### Saved entries
■ ■ ■ ■ ■

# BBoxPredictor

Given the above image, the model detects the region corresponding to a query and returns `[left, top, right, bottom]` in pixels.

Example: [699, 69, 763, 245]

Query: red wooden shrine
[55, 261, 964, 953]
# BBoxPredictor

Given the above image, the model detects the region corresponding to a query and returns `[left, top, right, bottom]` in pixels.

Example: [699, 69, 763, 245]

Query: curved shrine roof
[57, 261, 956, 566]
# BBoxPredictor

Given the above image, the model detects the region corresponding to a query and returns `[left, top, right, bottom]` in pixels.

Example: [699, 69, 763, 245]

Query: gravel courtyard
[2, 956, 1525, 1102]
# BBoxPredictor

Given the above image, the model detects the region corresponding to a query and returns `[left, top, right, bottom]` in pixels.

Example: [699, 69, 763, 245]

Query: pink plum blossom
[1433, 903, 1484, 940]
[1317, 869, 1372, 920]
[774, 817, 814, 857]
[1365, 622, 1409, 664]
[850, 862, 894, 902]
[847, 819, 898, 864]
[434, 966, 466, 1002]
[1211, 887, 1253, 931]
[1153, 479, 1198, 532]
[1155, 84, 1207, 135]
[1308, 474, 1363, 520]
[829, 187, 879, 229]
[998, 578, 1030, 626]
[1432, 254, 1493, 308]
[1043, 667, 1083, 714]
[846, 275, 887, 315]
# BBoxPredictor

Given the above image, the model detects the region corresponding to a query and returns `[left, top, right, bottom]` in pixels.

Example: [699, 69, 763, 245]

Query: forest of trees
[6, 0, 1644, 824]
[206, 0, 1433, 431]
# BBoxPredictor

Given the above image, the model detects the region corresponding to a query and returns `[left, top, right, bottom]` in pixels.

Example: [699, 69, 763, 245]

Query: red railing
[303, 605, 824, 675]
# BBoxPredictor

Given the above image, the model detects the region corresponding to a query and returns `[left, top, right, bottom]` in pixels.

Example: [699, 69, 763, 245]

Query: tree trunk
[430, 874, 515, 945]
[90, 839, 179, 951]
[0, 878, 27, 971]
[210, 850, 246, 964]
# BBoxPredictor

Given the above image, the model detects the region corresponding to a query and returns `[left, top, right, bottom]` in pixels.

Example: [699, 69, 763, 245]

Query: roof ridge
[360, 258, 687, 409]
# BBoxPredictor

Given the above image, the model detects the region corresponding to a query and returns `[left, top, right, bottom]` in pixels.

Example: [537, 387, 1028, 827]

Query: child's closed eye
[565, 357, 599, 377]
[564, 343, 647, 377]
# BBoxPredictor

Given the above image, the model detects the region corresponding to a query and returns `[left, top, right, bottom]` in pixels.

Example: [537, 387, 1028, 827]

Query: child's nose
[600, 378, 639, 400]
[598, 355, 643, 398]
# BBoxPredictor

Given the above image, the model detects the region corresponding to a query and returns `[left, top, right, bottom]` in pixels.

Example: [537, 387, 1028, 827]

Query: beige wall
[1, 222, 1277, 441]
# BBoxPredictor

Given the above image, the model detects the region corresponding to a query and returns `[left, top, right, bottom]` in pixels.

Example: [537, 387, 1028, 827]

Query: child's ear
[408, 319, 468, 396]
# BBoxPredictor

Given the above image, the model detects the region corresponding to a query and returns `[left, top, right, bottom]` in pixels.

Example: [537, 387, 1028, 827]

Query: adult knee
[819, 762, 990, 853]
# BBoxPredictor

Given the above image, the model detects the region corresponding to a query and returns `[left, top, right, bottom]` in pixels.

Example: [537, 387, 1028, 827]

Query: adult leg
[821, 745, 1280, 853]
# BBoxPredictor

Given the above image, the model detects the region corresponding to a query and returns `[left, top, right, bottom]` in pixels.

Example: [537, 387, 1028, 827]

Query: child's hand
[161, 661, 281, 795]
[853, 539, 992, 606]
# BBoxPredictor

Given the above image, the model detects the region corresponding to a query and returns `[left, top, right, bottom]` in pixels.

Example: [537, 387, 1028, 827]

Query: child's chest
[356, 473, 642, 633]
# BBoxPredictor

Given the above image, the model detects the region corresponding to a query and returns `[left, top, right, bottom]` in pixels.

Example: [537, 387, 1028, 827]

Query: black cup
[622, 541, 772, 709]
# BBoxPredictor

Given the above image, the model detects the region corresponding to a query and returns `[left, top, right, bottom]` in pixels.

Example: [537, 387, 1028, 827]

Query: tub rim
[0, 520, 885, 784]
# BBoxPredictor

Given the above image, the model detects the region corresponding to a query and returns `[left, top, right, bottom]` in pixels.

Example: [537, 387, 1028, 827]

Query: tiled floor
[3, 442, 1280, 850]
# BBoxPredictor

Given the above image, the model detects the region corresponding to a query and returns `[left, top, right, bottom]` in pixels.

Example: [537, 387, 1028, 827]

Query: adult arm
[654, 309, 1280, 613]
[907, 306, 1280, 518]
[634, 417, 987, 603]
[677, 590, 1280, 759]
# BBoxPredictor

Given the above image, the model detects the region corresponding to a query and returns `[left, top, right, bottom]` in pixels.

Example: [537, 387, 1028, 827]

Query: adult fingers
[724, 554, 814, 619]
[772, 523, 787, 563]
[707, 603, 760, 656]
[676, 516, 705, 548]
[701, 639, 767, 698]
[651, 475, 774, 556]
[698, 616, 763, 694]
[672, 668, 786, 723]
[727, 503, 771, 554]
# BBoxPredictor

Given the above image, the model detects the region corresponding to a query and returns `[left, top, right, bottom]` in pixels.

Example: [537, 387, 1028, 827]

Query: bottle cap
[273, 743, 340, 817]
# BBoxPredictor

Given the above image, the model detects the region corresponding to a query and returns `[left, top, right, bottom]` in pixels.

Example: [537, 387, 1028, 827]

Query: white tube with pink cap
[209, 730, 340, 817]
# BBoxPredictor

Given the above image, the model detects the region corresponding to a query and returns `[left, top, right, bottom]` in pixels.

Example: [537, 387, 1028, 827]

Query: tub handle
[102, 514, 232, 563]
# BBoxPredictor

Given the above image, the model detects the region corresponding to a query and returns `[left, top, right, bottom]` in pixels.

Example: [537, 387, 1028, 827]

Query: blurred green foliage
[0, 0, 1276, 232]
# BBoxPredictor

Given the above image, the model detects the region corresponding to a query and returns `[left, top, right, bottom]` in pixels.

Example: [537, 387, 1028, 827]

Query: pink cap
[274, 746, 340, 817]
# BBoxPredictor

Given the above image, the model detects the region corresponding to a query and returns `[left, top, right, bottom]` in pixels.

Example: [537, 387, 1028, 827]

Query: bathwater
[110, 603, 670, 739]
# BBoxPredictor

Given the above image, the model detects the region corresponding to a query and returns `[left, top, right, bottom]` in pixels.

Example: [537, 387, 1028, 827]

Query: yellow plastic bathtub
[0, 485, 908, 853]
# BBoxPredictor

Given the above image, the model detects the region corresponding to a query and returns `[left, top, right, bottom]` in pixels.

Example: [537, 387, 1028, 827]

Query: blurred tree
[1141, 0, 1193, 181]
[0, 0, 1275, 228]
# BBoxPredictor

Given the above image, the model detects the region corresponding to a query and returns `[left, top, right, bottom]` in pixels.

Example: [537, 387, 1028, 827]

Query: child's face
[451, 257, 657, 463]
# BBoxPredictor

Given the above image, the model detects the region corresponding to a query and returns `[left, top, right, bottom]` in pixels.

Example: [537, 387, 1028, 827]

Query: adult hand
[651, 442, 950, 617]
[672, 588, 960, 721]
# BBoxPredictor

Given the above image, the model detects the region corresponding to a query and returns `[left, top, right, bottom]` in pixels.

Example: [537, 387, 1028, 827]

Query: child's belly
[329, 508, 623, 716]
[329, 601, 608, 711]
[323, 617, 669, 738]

■ ■ ■ ■ ■

### Work task
Copy out all of the data exactly, leaving nothing out.

### Task answer
# BBoxPredictor

Given the above image, the model detects the region corresponding to a query and returns `[left, top, right, bottom]` in pixels.

Example: [699, 69, 763, 245]

Query: red wooden shrine
[55, 261, 964, 953]
# BBoxPredictor

Given the above image, the model detects the region corresponding to a query and returns `[left, top, right, bottom]` in pixels.

Example: [699, 69, 763, 245]

Query: curved shrine roof
[57, 261, 956, 566]
# BBoxPredictor

Given the above image, the model detects the region corresponding to a query and returns `[left, top, right, bottom]` in pixels.

Example: [699, 69, 763, 245]

Query: gravel courtyard
[2, 956, 1525, 1102]
# BBoxPredictor

Given the above image, the model detects the region corresponding to a query and returns `[left, top, right, bottom]` in pixels.

Example: [699, 69, 763, 245]

Query: pink plum blossom
[1433, 903, 1484, 940]
[1317, 869, 1372, 920]
[774, 817, 814, 857]
[1365, 622, 1409, 664]
[850, 862, 894, 902]
[847, 819, 898, 864]
[434, 966, 466, 1002]
[1211, 887, 1253, 931]
[1153, 479, 1198, 532]
[1155, 84, 1207, 135]
[1308, 474, 1363, 520]
[829, 187, 879, 229]
[998, 578, 1030, 626]
[1432, 254, 1493, 308]
[1043, 667, 1083, 714]
[846, 275, 887, 315]
# BBoxPredictor

Given the above image, the model detects the region corresponding to a query and returns `[left, top, right, bottom]` in pixels.

Example: [699, 69, 763, 245]

Query: forest of trees
[6, 0, 1644, 824]
[206, 0, 1433, 431]
# BBoxPredictor

Given the above image, the model detects the region corresponding to a query and returns `[left, top, right, bottom]` in pixels.

Example: [699, 69, 763, 245]

Query: red railing
[303, 605, 824, 675]
# BBoxPredictor

Given the above image, the model detects the region corresponding to a query and returns `[left, top, right, bottom]` in pixels.

Example: [699, 69, 763, 245]

Query: tree trunk
[430, 874, 515, 945]
[90, 839, 179, 951]
[0, 878, 27, 971]
[210, 850, 246, 964]
# BBoxPredictor

Given the above image, the model detects the region corresponding to a query and returns `[left, top, right, bottom]` in pixels.

Example: [699, 69, 763, 245]

Query: roof ridge
[360, 258, 687, 409]
# BBoxPredictor

Given the above image, the model detects the region corresponding to a query and returns `[left, top, right, bottom]` in pixels.

Example: [537, 387, 1028, 827]

Query: child's closed eye
[565, 357, 599, 377]
[564, 343, 647, 377]
# BBoxPredictor

Given the above image, the model detects the region corresponding to a query and returns `[left, top, right, bottom]` in pixels.

Example: [537, 387, 1028, 827]

Query: child's nose
[600, 378, 639, 400]
[598, 355, 643, 398]
# BBoxPredictor

Given the above image, the model detects the region corresponding to a query and returns `[left, top, right, bottom]` in pixels.

Example: [537, 387, 1028, 827]

Query: beige wall
[1, 222, 1277, 441]
# BBoxPredictor

Given the above image, the model detects the region corresponding to a query and returns `[left, top, right, bottom]` in pixels.

Example: [537, 387, 1028, 827]

Query: child's ear
[408, 319, 468, 396]
# BBoxPredictor

Given the above image, the model detects the region corresponding to a query and returns `[left, top, right, bottom]` in pixels.

Example: [537, 387, 1028, 827]

Query: adult knee
[819, 762, 990, 853]
# BBoxPredictor

Given the above image, the model detects the region corresponding to a query and returns `[left, top, right, bottom]` in pixels.

Example: [537, 387, 1028, 827]

Query: adult leg
[821, 745, 1280, 853]
# BBoxPredictor

Given the above image, the model detects the region corresponding to a query and returns `[left, top, right, bottom]` in pixels.

Example: [537, 387, 1028, 827]

Query: child's hand
[161, 661, 281, 795]
[853, 539, 992, 606]
# BBoxPredictor

Given the above image, the model detects the region corresponding to a query and returns `[left, top, right, bottom]` in pixels.

Example: [537, 387, 1028, 827]

Query: child's chest
[356, 473, 642, 633]
# BBoxPredictor

Given the above image, the model detects the region corresponding to a query and returns `[left, top, right, bottom]` in pixels.

Example: [537, 387, 1028, 827]

Query: black cup
[622, 541, 772, 709]
# BBoxPredictor

Given the above image, the model detects the region corresponding to a query and returns `[left, top, right, bottom]` in pixels.

Example: [537, 387, 1028, 827]

Query: tub rim
[0, 520, 885, 784]
# BBoxPredictor

Given the above image, the model detects the region corresponding to a query and returns `[left, top, right, bottom]` in pixels.

Example: [537, 387, 1028, 827]

Query: tiled floor
[3, 442, 1280, 850]
# BBoxPredictor

Given the above image, the model detects the region corresponding to a query and returns `[left, top, right, bottom]` in pixels.

Example: [537, 387, 1028, 827]

Query: adult arm
[654, 309, 1280, 613]
[907, 306, 1280, 518]
[634, 417, 987, 603]
[677, 590, 1280, 759]
# BBoxPredictor

Given the above image, the model detects the region corresponding to a query and returns `[left, top, right, bottom]` in pixels.

Example: [537, 387, 1028, 827]

Query: adult fingers
[724, 554, 814, 619]
[772, 523, 787, 563]
[707, 603, 760, 656]
[676, 516, 705, 548]
[701, 639, 767, 698]
[651, 475, 774, 556]
[698, 616, 763, 694]
[672, 668, 786, 723]
[727, 503, 771, 554]
# BBoxPredictor

Given the above image, the model detects the region corresponding to a query and returns `[left, top, right, bottom]` in pixels.

Example: [537, 387, 1028, 827]

Query: bottle cap
[273, 743, 340, 817]
# BBoxPredictor

Given the above image, the model detects the region corresponding to a query and returns `[left, top, right, bottom]` in pixels.

Example: [537, 387, 1028, 827]

Query: white tube with pink cap
[209, 730, 340, 817]
# BBoxPredictor

Given the above image, the model detects the region corresponding to a query and returns `[left, top, right, bottom]` in pixels.

Example: [537, 387, 1028, 827]

Query: tub handle
[102, 514, 232, 563]
# BBoxPredictor

Given the above image, the model detects the region corresponding to a query and returns `[left, top, right, bottom]` in pixels.

Example: [537, 387, 1028, 827]

Query: blurred green foliage
[0, 0, 1276, 232]
# BBoxPredictor

Given the above image, the model detects the region corresponding to a query and returns `[left, top, right, bottom]` in pixels.

Example: [537, 387, 1028, 827]

Query: pink cap
[274, 746, 340, 817]
# BBoxPredictor

Given the above image, the model detects the region corresponding to a query and returns `[left, top, right, bottom]` in pixels.

Example: [537, 387, 1028, 827]

Query: bathwater
[110, 603, 670, 739]
# BBoxPredictor

Given the above image, the model detects the region corresponding to a query and returns `[left, top, right, bottom]` in pixels.

Example: [537, 387, 1028, 827]

Query: yellow plastic bathtub
[0, 485, 908, 853]
# BBoxPredictor

Given the above image, the model detects the region corresponding to a query and returns `[left, top, right, bottom]` in pixels.

Example: [537, 387, 1028, 827]

Query: blurred tree
[1141, 0, 1193, 181]
[0, 0, 1275, 228]
# BBoxPredictor

Given the above image, the model detects the region corresponding to a query and returns `[left, top, right, bottom]` in pixels.

Example: [537, 387, 1028, 827]

Query: child's face
[451, 257, 657, 463]
# BBoxPredictor

Given the above image, the model detects the region corresponding to a query and returns `[left, top, right, bottom]` in pixels.

Example: [537, 387, 1028, 827]

Query: adult hand
[651, 442, 950, 617]
[672, 588, 960, 721]
# BBoxPredictor

Given the above image, the model detects the region corresponding to a query and returns `[left, top, right, bottom]` in pixels.

Example: [537, 387, 1028, 827]

Query: child's belly
[329, 508, 623, 716]
[329, 601, 608, 711]
[323, 617, 669, 738]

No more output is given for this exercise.